Source extract:
________

Monthly Archives: August 2014

A Lil’ Note on Fear

What’s that saying we hear around the rooms – “Be careful what you pray for – you just might get it” – ? In the last few weeks I’ve learned that when you do get what you thought you wanted, it turns out not to be what you thought.

A week ago Wednesday a client of mine canceled, so I thought I’d grab the time to write a post.  I’d skipped the previous week because of a long hike, so I pushed myself to just crank something out.  News of Robin Williams’ suicide had shaken me.  My own years of battling depression were but a drop in the bucket to his, I knew, but after Google brought me his choice words on the inner experience of alcoholism, I’d felt a powerful upwelling of compassion.  Could I remember and describe that feeling?

________

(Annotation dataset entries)
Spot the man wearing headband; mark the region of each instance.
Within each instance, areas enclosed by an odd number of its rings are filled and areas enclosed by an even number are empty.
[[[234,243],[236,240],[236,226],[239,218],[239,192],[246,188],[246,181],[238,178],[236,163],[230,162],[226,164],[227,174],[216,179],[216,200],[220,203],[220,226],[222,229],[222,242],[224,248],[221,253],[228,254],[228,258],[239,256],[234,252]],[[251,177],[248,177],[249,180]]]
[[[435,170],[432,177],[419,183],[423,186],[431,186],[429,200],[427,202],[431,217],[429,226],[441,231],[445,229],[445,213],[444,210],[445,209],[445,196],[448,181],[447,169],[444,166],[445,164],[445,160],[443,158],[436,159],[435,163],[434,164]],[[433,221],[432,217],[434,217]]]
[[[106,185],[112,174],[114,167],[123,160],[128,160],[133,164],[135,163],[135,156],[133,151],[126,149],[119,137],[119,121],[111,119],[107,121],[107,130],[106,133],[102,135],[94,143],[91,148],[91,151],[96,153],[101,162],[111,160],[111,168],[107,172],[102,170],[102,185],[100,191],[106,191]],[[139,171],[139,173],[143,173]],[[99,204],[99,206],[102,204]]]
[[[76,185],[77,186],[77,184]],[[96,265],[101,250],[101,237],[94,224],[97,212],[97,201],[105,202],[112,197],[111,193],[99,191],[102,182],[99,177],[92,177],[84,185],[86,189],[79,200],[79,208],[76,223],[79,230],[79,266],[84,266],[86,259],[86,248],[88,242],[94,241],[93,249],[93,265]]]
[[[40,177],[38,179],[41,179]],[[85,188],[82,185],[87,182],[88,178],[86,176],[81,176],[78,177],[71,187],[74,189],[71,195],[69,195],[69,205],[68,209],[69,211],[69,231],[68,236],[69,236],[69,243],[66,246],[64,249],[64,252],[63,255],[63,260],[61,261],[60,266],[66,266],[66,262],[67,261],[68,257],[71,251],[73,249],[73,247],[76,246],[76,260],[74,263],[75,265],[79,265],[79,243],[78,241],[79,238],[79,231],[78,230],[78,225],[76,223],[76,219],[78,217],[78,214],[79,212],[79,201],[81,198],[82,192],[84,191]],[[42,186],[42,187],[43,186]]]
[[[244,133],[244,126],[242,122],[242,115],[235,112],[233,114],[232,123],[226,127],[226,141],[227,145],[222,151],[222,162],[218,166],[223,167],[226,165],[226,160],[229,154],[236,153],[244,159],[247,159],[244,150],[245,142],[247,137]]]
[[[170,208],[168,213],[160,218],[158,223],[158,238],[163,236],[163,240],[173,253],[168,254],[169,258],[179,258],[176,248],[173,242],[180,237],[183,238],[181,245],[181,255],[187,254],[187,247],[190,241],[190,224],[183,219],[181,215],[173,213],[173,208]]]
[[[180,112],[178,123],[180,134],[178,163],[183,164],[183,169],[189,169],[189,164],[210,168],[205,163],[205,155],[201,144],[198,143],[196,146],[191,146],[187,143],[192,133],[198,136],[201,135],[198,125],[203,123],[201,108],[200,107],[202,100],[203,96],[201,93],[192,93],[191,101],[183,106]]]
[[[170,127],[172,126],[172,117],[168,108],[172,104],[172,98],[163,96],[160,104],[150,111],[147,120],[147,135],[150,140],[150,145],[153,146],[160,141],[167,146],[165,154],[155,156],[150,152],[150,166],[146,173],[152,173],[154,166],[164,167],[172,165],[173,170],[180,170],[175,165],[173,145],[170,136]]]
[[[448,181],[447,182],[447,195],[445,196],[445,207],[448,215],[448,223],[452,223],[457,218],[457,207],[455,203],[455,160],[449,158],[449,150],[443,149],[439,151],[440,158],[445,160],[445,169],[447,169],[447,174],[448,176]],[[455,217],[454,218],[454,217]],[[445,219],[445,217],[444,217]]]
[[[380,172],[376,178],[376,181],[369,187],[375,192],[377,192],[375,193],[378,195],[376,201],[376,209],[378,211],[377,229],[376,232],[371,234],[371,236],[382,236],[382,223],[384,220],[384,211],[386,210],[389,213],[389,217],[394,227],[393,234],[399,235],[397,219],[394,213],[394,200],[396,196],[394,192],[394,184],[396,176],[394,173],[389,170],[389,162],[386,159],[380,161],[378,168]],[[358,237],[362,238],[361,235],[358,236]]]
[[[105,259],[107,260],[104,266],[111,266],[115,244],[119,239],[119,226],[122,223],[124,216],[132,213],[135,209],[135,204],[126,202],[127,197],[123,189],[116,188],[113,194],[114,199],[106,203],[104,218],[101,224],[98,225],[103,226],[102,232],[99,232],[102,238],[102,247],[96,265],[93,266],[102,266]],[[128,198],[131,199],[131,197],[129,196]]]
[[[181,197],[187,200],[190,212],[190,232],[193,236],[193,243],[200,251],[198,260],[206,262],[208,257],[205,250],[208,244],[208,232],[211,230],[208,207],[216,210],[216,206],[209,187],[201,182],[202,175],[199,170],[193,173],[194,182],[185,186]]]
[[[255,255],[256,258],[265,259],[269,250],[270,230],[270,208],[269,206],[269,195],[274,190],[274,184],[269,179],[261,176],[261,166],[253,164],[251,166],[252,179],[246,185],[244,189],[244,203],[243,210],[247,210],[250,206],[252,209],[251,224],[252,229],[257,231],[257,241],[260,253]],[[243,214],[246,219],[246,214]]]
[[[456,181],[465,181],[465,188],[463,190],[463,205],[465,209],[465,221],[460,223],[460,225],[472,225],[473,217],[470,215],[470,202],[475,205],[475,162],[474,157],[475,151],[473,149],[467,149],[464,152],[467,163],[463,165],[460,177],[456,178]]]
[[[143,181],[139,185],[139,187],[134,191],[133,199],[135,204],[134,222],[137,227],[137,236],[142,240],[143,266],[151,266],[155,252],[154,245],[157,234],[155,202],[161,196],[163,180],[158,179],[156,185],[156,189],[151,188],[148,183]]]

________

Task instructions:
A – In the post on fear, write out the passage that begins at the words "What’s that saying" and stops after "what you thought.", substituting "wish" for "pray".
B – According to the post on fear, why had the writer skipped the previous week's post?
The records have no role in this work.

Answers per task:
A –
What’s that saying we hear around the rooms – “Be careful what you wish for – you just might get it” – ? In the last few weeks I’ve learned that when you do get what you thought you wanted, it turns out not to be what you thought.

B – The writer had skipped it because of a long hike.